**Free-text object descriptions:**
# # # #

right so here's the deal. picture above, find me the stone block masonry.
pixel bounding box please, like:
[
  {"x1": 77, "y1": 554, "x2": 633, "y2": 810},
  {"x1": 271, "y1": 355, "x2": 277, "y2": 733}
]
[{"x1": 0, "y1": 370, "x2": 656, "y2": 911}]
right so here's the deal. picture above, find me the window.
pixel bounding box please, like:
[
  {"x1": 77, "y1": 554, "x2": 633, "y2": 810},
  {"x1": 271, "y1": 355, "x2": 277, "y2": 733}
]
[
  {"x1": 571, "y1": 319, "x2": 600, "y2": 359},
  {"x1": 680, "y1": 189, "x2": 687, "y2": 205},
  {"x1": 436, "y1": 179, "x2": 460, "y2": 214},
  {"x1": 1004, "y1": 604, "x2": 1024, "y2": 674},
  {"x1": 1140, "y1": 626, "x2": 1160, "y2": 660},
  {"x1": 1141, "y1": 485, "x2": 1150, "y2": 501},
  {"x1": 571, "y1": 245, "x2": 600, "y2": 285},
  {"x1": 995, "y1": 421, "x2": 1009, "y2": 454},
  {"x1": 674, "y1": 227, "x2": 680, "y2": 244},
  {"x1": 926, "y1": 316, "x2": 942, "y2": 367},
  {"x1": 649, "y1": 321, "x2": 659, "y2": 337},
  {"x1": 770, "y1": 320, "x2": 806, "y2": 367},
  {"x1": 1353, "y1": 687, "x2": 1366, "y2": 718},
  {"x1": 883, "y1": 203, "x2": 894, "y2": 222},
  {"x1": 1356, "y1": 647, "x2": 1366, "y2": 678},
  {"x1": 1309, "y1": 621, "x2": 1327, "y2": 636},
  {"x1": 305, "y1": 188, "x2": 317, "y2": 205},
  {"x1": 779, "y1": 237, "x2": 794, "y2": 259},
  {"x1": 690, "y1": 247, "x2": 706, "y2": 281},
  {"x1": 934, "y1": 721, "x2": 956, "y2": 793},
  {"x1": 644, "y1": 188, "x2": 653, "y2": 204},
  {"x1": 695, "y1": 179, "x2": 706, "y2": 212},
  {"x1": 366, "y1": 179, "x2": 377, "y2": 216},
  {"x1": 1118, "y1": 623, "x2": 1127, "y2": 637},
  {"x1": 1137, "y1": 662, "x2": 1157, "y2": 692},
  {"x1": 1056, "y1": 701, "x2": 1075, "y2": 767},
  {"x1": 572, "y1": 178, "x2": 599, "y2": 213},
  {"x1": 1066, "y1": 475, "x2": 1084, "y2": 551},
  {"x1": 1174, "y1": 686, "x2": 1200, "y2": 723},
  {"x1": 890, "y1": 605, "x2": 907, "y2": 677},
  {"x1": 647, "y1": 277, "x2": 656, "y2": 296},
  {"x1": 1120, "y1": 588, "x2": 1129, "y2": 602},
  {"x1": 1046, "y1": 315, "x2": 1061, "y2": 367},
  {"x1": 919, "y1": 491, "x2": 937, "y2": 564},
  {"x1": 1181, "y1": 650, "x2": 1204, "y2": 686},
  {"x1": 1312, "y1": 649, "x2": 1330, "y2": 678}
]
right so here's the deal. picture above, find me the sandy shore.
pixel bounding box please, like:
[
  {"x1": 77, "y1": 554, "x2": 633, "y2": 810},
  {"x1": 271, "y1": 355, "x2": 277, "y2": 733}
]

# # # #

**WHAT IS REQUIRED:** All of the data shown above must be copied exactly.

**ANSWER SECTION:**
right so here's the deal. picture above, find me the stone block masonry.
pixel bounding box please, like:
[
  {"x1": 77, "y1": 554, "x2": 633, "y2": 810},
  {"x1": 271, "y1": 355, "x2": 277, "y2": 733}
]
[{"x1": 0, "y1": 370, "x2": 656, "y2": 911}]
right so here's the deal. picture above, find me the window.
pixel bounding box please, like:
[
  {"x1": 77, "y1": 554, "x2": 633, "y2": 810},
  {"x1": 271, "y1": 355, "x2": 277, "y2": 733}
]
[
  {"x1": 571, "y1": 319, "x2": 600, "y2": 359},
  {"x1": 680, "y1": 189, "x2": 687, "y2": 205},
  {"x1": 436, "y1": 179, "x2": 460, "y2": 214},
  {"x1": 1004, "y1": 604, "x2": 1024, "y2": 674},
  {"x1": 1140, "y1": 626, "x2": 1160, "y2": 660},
  {"x1": 1141, "y1": 485, "x2": 1150, "y2": 501},
  {"x1": 571, "y1": 245, "x2": 600, "y2": 285},
  {"x1": 995, "y1": 421, "x2": 1009, "y2": 454},
  {"x1": 674, "y1": 227, "x2": 680, "y2": 244},
  {"x1": 926, "y1": 316, "x2": 942, "y2": 367},
  {"x1": 649, "y1": 321, "x2": 659, "y2": 337},
  {"x1": 770, "y1": 320, "x2": 806, "y2": 367},
  {"x1": 1353, "y1": 687, "x2": 1366, "y2": 718},
  {"x1": 883, "y1": 203, "x2": 894, "y2": 222},
  {"x1": 1356, "y1": 647, "x2": 1366, "y2": 678},
  {"x1": 1309, "y1": 621, "x2": 1327, "y2": 636},
  {"x1": 305, "y1": 188, "x2": 317, "y2": 205},
  {"x1": 779, "y1": 237, "x2": 794, "y2": 259},
  {"x1": 690, "y1": 247, "x2": 706, "y2": 281},
  {"x1": 934, "y1": 721, "x2": 956, "y2": 793},
  {"x1": 644, "y1": 188, "x2": 653, "y2": 204},
  {"x1": 695, "y1": 179, "x2": 706, "y2": 212},
  {"x1": 366, "y1": 179, "x2": 377, "y2": 216},
  {"x1": 1118, "y1": 623, "x2": 1127, "y2": 637},
  {"x1": 1137, "y1": 662, "x2": 1157, "y2": 692},
  {"x1": 1056, "y1": 701, "x2": 1075, "y2": 767},
  {"x1": 572, "y1": 178, "x2": 599, "y2": 213},
  {"x1": 1066, "y1": 475, "x2": 1084, "y2": 551},
  {"x1": 1174, "y1": 686, "x2": 1200, "y2": 723},
  {"x1": 890, "y1": 605, "x2": 907, "y2": 677},
  {"x1": 647, "y1": 277, "x2": 656, "y2": 296},
  {"x1": 1120, "y1": 588, "x2": 1129, "y2": 602},
  {"x1": 1046, "y1": 315, "x2": 1061, "y2": 367},
  {"x1": 919, "y1": 491, "x2": 937, "y2": 564},
  {"x1": 1181, "y1": 650, "x2": 1204, "y2": 686},
  {"x1": 1312, "y1": 649, "x2": 1330, "y2": 678}
]
right so here's the deal. picture above, find me the sandy shore.
pixel bounding box please, like:
[
  {"x1": 77, "y1": 554, "x2": 633, "y2": 810},
  {"x1": 271, "y1": 355, "x2": 277, "y2": 733}
]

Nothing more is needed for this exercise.